Directions:
[1] For the flood email, decide whether each statement agrees with it: (a) the writer puts the air in the empty Mediterranean basin at 4/1000s of the earth's atmosphere; (b) the writer pictures the ark coming to rest on a mountain; (c) the hosts in China said the distant vessel was floating. Answer yes or no for each and quote the deciding words.
[2] According to the flood email, why would far more than the Mediterranean have received rain? Answer in one to three sentences.
[3] Resume the flood email after its last sentence and keep writing.
** Text passage follows **
Re: A. Crowl's flood questions

Glenn R. Morton (
Tue, 24 Nov 1998 21:28:36 -0800

At 02:17 PM 11/24/98 PST, Adam Crowl wrote:

>Glenn you've rather majorly reinterpreted the Scriptures on this point, . . .

First off, I don't deny re-interpreting the scripture. If we must stand by
the interpretatin of previous ages, no one will make progress because we
must then admit that the interpretation is a YEC intepretation which is
what everyone believed 1000 years ago.

>since God's express purpose was to destroy life NOT sink land beneath
>the waves forever. Verse 6:13 says he would destroy the land, but
>wherever Noah landed was underwater for over two months [i.e.
>"destroyed" as per God's statement.] Where was that? The recession of
>flood-waters continued for quite some time after that as well. Where was
>that possible in the Mediterranean? We both know it wasn't evaporation
>that did it, so where did it flow back to?

The empty Mediterranean basin would contain 4/1000s of the earth's
atmosphere. Moving that up out of the basin as it filled, would also cause
air to be displaced laterally away from the basin, kind of like a front.
This would cause rain in a very large area around the basin. Much more than
just the Mediterranean would have recieved rain. The edges of the basin
would also recieve rain and would probably have been flooded. Atmospheric
circulation patters would have changed during the re-filling of the basin.
What I envision is the ark via tidal flow drifting into a large tidal flat
that was also flooded. This would allow the ark to become grounded.

I stood on the shore of the Bohai Bay in Eastern China when the tide was
out. The retaining wall and sea-life showed that the water, at high tide
was abut 9 feet higher than when I was there. As far as the eye could see,
there was nothing but mud. Way out on the horizon was an ocean going
vessel. I asked my hosts if that boat was floating in water. They said it
wasn't. It was stranded waiting for the water to rise. Such a site would
be a perfect place for the ark to become grounded.
** End of Text passage **
** Raw data follows **
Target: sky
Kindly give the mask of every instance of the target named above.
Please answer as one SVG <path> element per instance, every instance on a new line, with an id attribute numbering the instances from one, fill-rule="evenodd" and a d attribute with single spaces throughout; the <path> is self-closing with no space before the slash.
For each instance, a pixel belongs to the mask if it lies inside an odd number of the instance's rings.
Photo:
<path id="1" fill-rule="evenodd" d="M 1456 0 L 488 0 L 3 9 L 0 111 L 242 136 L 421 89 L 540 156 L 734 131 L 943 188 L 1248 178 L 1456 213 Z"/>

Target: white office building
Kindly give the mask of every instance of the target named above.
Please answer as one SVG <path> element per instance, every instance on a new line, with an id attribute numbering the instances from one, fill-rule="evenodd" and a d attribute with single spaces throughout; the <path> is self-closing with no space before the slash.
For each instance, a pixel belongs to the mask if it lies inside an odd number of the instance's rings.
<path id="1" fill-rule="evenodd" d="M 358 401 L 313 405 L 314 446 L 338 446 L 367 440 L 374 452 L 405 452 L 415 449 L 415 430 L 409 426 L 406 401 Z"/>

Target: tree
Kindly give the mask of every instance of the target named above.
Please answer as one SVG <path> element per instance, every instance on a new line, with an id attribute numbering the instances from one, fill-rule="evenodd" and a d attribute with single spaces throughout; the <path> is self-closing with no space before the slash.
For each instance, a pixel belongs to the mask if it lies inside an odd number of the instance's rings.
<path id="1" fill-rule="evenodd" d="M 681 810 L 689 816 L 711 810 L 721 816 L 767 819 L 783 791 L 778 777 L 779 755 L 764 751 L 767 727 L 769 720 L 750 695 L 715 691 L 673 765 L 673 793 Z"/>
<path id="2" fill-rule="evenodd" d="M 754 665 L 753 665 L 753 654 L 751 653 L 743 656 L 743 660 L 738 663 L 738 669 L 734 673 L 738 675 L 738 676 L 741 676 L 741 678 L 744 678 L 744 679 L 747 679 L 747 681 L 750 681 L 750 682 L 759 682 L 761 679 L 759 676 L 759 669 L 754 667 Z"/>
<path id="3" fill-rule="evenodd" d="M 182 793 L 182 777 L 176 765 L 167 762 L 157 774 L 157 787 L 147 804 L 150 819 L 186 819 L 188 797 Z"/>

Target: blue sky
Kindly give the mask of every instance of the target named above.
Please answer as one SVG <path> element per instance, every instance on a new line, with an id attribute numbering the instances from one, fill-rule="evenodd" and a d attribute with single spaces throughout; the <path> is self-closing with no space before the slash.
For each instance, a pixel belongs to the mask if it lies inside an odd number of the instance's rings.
** End of Raw data **
Answers to the tasks:
[1]
(a) Yes: "The empty Mediterranean basin would contain 4/1000s of the earth's atmosphere."
(b) No: "What I envision is the ark via tidal flow drifting into a large tidal flat that was also flooded."
(c) No: "They said it wasn't. It was stranded waiting for the water to rise."

[2] As the basin filled, its air would be pushed up and out of it and displaced sideways away from the basin, much like a front. That would bring rain to a very large area around the basin.

[3]
Also there would be lots of isostatic land movement as the earth
re-adjusted to the weight of the Mediterranean waters.

>>I am not sure that the ark was as big as the YEC writers beleive. I
>>think we know the size of the cubit he used.
>So Noah was a dwarf? A three foot Australopith?

No, I think Noah was a member of the genus Homo. And there is some
tantalizing evidence that MIGHT mean that Homo existed long before we have
the bones.

"Here is something of an enigma. Excellent evidence of a very modern foot
from the hominid footprints at Laetoli. Excellent evidence of hominid but
not fully modern feet from the Afar bones. Russell Tuttle of the
University of Chicago, a leading expert on hominoid gaits and limbs, finds
that all aspects of the footprints, expecially toe proportions, are
remarkably like modern feet and that the Afar feet are significantly less
modern. He is willing to suggest that the prints were made by a separate
hominid species, otherwise still undiscovered."
"Others have expressed the same doubts that Lucy, or anybody she knew,
could have made the Laetoli prints. And all evidence suggests that the
foot skeleton of australopithecines continued much longer in its unfinished
state ('unfinished' from our point of view). ~William Howells, Getting
Here, (Washington: Compass Press, 1993) p. 79-81

If you would look at the statistical distribution of the first and second
finds of any given fossil in the paleontological record you would realize
that there can be very significant gaps in which NO evidence for the
existence of a given species/genus/family exists. A case in point in 1980
there was no known fossil record of tarsiers. In 1986 a discovery in
Thailand proved the oldest known Tarsier was from the Miocene about 20
million years ago. Then one was found in China in 1993 and it was from
around 50 million years. The fossil record of tarsiers has gaps of 30
million and 20 million years. All I am asking for is a gap of about 3
million years.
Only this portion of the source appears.